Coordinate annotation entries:
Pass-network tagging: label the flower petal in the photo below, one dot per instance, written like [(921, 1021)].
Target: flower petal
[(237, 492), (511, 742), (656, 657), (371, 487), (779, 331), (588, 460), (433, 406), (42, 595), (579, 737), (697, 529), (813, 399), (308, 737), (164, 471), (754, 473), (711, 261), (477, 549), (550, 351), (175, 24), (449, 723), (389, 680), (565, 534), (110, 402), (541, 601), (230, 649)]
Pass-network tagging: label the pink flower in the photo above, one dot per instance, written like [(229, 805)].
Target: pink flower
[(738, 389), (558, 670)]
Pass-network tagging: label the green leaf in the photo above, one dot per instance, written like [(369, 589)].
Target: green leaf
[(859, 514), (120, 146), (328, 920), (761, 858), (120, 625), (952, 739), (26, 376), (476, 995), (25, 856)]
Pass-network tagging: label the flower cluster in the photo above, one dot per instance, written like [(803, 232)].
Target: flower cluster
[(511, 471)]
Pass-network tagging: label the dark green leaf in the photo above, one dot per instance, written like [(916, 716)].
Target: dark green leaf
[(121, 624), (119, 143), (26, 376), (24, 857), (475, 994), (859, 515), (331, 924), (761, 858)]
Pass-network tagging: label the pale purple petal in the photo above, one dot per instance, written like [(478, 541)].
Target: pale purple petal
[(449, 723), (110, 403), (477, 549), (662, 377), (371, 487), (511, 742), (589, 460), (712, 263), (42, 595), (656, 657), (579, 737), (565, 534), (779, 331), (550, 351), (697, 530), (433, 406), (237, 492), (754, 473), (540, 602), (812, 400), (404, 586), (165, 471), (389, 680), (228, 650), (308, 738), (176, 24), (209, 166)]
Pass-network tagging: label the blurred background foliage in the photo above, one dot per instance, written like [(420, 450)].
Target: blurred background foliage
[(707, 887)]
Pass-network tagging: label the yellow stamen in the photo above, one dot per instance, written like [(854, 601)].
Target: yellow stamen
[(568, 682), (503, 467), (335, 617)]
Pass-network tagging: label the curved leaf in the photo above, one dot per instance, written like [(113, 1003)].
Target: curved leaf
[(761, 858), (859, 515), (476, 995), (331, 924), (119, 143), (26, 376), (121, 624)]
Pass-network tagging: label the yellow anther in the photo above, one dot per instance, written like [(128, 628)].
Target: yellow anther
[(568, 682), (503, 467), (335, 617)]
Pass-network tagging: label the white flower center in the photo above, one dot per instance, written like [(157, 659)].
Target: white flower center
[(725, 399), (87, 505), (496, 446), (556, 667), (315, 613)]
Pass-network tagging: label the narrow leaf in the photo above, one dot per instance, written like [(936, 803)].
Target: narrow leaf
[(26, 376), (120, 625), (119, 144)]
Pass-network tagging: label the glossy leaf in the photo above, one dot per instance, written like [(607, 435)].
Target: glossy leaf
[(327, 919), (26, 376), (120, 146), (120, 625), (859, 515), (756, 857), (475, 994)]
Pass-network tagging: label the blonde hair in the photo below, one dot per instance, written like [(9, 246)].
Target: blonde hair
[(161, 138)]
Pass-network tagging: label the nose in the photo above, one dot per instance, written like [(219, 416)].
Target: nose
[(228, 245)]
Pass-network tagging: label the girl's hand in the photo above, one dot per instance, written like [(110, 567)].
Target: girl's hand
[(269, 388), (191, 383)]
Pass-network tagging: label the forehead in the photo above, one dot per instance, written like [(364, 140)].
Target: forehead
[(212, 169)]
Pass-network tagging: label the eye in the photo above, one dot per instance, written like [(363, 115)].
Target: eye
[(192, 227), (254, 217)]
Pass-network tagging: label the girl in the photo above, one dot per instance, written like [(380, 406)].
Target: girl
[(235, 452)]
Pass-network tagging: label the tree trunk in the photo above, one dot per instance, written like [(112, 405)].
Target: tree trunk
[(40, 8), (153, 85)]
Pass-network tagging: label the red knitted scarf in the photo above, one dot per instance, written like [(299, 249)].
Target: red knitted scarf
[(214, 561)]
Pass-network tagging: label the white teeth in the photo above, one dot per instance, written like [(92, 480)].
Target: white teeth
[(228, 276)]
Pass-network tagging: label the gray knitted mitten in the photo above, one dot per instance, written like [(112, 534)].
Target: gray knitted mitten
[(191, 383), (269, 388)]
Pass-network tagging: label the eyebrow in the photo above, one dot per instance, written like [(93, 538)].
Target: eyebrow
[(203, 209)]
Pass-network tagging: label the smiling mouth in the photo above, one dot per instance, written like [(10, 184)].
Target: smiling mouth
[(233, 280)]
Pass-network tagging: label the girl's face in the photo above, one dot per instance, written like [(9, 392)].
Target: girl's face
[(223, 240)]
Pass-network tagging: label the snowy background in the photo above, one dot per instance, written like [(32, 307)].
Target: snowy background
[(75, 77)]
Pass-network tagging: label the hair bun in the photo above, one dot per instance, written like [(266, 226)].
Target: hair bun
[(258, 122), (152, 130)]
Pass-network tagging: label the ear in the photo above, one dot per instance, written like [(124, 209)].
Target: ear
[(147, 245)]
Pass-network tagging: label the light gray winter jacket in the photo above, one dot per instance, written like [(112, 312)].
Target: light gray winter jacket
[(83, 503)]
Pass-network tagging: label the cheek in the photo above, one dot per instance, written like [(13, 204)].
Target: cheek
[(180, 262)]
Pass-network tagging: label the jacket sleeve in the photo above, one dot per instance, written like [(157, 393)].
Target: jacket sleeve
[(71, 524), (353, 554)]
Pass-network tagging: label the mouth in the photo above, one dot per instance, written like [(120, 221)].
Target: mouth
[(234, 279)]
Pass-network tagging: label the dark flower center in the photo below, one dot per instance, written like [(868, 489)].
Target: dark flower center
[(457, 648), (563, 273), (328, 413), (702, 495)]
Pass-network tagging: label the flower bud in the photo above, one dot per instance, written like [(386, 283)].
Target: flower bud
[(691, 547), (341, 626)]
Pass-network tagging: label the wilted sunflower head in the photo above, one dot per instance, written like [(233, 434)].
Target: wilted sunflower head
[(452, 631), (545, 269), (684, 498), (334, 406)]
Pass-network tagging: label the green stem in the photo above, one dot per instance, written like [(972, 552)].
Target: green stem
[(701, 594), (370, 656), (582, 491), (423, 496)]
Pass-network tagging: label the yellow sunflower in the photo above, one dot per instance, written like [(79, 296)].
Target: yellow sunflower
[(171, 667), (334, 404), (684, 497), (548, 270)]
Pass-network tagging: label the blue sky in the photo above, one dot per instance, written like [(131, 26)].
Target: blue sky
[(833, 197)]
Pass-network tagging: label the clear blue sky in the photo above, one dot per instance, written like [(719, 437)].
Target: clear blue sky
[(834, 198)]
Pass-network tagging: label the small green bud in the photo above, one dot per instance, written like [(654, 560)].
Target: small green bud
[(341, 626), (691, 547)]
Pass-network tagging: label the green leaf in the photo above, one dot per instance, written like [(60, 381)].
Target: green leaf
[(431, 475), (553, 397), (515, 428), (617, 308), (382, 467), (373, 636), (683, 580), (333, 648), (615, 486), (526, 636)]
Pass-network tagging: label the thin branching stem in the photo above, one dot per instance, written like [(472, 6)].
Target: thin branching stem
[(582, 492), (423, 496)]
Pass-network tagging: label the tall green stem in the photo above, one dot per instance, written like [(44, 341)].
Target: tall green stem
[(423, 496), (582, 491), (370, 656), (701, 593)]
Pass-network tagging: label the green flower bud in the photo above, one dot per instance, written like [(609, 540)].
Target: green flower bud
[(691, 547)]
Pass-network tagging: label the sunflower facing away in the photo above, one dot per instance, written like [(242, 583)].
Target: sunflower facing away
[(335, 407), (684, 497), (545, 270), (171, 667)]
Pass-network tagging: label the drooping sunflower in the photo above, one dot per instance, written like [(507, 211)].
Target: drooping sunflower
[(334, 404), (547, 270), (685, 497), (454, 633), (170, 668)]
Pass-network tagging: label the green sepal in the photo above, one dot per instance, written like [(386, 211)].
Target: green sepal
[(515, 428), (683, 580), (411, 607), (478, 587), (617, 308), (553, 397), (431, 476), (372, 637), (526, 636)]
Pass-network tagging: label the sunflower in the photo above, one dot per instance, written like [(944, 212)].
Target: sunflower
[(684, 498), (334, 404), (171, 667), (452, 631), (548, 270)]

WHAT IS NEEDED — Arrange the lines from the start of the material up to and including the line containing "995), (25, 856)]" as a Markdown table with the columns Row and Line. Number each line in Row, and omit any blank lines.

CORRECT ANSWER —
| Row | Line |
|---|---|
| 1 | Pass-network tagging: label the flower petal in the photo below, one dot per instance, written like [(921, 1021)]. |
| 2 | Target: flower petal |
| 3 | [(237, 492), (511, 742), (656, 657), (371, 487), (779, 331), (588, 460), (433, 406), (42, 595), (579, 737), (697, 529), (813, 399), (308, 737), (164, 471), (754, 473), (711, 261), (477, 549), (550, 351), (175, 24), (449, 723), (389, 680), (565, 534), (110, 402), (541, 601), (230, 649)] |
| 4 | Pass-network tagging: label the pink flower in the photo above, one dot per instance, written like [(229, 805)]. |
| 5 | Target: pink flower |
| 6 | [(738, 389), (558, 670)] |
| 7 | Pass-network tagging: label the green leaf in the photo above, one dot per instance, written like [(369, 589)]. |
| 8 | Target: green leaf |
| 9 | [(859, 514), (120, 146), (328, 920), (761, 858), (120, 625), (952, 739), (26, 376), (476, 995), (25, 856)] |